THE INPUT

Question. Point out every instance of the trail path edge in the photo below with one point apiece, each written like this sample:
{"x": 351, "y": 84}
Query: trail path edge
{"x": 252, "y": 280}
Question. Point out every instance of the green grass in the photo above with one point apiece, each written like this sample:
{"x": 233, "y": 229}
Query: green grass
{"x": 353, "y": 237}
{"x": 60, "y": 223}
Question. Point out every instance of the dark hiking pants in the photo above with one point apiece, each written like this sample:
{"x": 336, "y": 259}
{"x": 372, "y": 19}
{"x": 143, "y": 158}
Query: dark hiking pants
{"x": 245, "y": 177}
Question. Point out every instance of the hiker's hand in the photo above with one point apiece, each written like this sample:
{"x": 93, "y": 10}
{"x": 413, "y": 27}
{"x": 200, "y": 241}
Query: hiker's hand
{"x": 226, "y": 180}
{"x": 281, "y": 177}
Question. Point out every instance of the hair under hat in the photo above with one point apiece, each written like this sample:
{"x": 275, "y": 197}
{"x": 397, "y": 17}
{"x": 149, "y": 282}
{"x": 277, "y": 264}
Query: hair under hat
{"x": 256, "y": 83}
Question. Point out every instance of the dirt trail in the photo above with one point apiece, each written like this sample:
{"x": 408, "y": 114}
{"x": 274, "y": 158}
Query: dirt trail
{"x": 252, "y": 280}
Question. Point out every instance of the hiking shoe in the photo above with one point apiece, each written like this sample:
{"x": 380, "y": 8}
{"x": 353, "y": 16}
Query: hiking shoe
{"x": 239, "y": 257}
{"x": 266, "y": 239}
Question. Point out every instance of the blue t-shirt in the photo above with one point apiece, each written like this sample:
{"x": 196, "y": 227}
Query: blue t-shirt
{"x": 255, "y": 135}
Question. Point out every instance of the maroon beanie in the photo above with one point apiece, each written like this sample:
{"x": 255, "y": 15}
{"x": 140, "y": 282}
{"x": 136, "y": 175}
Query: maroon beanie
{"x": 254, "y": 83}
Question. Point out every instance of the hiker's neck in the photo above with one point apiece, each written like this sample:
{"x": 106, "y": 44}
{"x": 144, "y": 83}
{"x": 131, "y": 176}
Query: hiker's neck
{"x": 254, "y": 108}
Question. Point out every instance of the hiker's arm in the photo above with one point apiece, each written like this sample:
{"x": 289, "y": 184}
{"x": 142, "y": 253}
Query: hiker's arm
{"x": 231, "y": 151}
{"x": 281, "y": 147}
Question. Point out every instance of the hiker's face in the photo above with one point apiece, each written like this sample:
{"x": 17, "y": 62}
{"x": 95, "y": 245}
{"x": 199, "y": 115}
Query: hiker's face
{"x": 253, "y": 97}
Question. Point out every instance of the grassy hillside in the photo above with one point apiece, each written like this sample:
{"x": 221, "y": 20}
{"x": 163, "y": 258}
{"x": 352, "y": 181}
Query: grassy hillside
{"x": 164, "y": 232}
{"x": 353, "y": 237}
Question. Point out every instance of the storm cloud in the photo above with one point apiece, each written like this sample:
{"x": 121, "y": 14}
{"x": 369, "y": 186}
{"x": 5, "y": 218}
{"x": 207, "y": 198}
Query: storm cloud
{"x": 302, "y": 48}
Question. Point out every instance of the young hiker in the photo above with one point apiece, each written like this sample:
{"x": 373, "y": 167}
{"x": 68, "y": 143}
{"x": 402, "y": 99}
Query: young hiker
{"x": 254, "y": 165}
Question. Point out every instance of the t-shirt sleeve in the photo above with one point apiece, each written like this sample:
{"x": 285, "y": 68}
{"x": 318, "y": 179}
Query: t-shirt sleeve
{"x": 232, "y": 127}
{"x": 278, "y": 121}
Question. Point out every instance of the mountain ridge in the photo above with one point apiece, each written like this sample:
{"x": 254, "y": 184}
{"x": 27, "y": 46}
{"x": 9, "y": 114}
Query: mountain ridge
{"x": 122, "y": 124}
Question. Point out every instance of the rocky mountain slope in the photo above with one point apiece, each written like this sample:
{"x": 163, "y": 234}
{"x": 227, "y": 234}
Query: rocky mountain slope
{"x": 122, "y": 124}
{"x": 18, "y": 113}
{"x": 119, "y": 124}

REQUEST
Reproduce the whole listing word for word.

WRITTEN RESPONSE
Question. Point out every instance of the trail path edge in the photo below with one point apiece, each written like this sample:
{"x": 351, "y": 84}
Query: trail path edge
{"x": 252, "y": 280}
Question. Point out every instance of the green grass in the photo above with one point apiece, each written like this sample:
{"x": 233, "y": 229}
Query: green grass
{"x": 353, "y": 237}
{"x": 60, "y": 223}
Question. Point out every instance of the dark hiking pants in the photo above with one point apiece, each written like this sample:
{"x": 336, "y": 259}
{"x": 372, "y": 19}
{"x": 143, "y": 158}
Query: dark hiking pants
{"x": 245, "y": 177}
Question. Point out every instance of the hiker's hand in the photo above with one point apiece, each written like this sample:
{"x": 93, "y": 10}
{"x": 413, "y": 27}
{"x": 200, "y": 241}
Query: hiker's hand
{"x": 226, "y": 180}
{"x": 281, "y": 177}
Question. Point out every instance of the hair under hat in the photo above with one point apiece, each written like this sample:
{"x": 275, "y": 197}
{"x": 397, "y": 17}
{"x": 149, "y": 282}
{"x": 277, "y": 264}
Query: hair under hat
{"x": 256, "y": 83}
Question. Point out every instance of the dirt trail in the photo above with one point apiece, each written like this sample:
{"x": 408, "y": 114}
{"x": 274, "y": 158}
Query: dirt trail
{"x": 252, "y": 280}
Question. Point out every instance of the hiking shoe in the photo above with one point apiece, each written like this sample:
{"x": 380, "y": 8}
{"x": 353, "y": 16}
Query: hiking shoe
{"x": 239, "y": 257}
{"x": 266, "y": 239}
Question. Point out every instance of the blue t-shirt in the photo above with one point apiece, each written like this sample:
{"x": 196, "y": 227}
Query: blue t-shirt
{"x": 255, "y": 135}
Question. Point out every instance of the maroon beanie in the photo above with one point apiece, each written like this sample:
{"x": 255, "y": 15}
{"x": 140, "y": 282}
{"x": 136, "y": 175}
Query: maroon beanie
{"x": 254, "y": 83}
Question. Point out every instance of the hiker's neck in the photo above with one point apiece, each written like this sample:
{"x": 106, "y": 44}
{"x": 144, "y": 83}
{"x": 131, "y": 176}
Query: hiker's neck
{"x": 254, "y": 108}
Question. Point out every instance of the hiker's arm in the photo above with one point apiece, each written like this sample:
{"x": 289, "y": 184}
{"x": 142, "y": 253}
Query: hiker's arm
{"x": 231, "y": 151}
{"x": 281, "y": 147}
Question. Point out every instance of the hiker's face in the photo above with one point apiece, each written like this sample:
{"x": 17, "y": 62}
{"x": 95, "y": 245}
{"x": 199, "y": 115}
Query: hiker's face
{"x": 253, "y": 97}
Question. Point out every instance of the grassy hillside in the photo above with one point apiece, each written like this sample:
{"x": 221, "y": 20}
{"x": 163, "y": 258}
{"x": 352, "y": 181}
Query: grassy hillside
{"x": 164, "y": 232}
{"x": 353, "y": 237}
Question. Point out every instance of the storm cloud in the photo above with one point apiece, each written like this sample:
{"x": 121, "y": 14}
{"x": 369, "y": 186}
{"x": 5, "y": 218}
{"x": 207, "y": 198}
Query: storm cloud
{"x": 302, "y": 48}
Question. Point out every instance of the young hiker in the photo above with one point apiece, each written like this sample:
{"x": 373, "y": 167}
{"x": 68, "y": 143}
{"x": 402, "y": 99}
Query: young hiker
{"x": 254, "y": 165}
Question. Point out every instance of the t-shirt sleeve in the photo above with one point apiece, each written like this sample:
{"x": 285, "y": 68}
{"x": 318, "y": 179}
Query: t-shirt sleeve
{"x": 232, "y": 127}
{"x": 278, "y": 121}
Question. Point out every instance of the mountain ridge in the photo above with one point apiece, each written like this sample:
{"x": 254, "y": 184}
{"x": 27, "y": 46}
{"x": 9, "y": 114}
Query: mountain ridge
{"x": 122, "y": 124}
Question. Point out every instance of the rocky mountain slope in the photo above with one point apiece, each written like this sample:
{"x": 163, "y": 234}
{"x": 227, "y": 234}
Query: rocky mountain slope
{"x": 122, "y": 124}
{"x": 18, "y": 113}
{"x": 119, "y": 124}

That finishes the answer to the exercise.